The request » Scale the lines below by repeating them in full, requests included, with every coordinate in the answers multiplied by 0.4 and rounded to a whole number, halves rounded up.

[Coordinate annotation records]
--------------------------------
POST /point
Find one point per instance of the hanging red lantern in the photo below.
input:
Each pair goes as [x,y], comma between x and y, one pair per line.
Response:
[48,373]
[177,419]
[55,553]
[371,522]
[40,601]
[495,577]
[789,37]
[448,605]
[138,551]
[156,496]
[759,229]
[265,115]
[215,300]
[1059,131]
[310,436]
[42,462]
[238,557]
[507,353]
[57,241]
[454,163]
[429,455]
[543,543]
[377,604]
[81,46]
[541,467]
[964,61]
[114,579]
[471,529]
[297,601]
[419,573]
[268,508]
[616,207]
--------------------------------
Answer to this task »
POST /point
Find one point per instance of the hanging red lantern in the photo below.
input:
Each pair goes as [x,y], comma between x and y, one pair per line.
Response:
[19,149]
[71,168]
[22,221]
[148,209]
[16,240]
[198,231]
[316,15]
[179,242]
[55,220]
[62,198]
[304,92]
[106,46]
[86,120]
[424,52]
[124,174]
[17,185]
[95,223]
[203,141]
[23,96]
[182,65]
[172,182]
[217,217]
[151,242]
[32,18]
[216,187]
[386,24]
[46,232]
[188,212]
[119,240]
[168,229]
[107,203]
[246,83]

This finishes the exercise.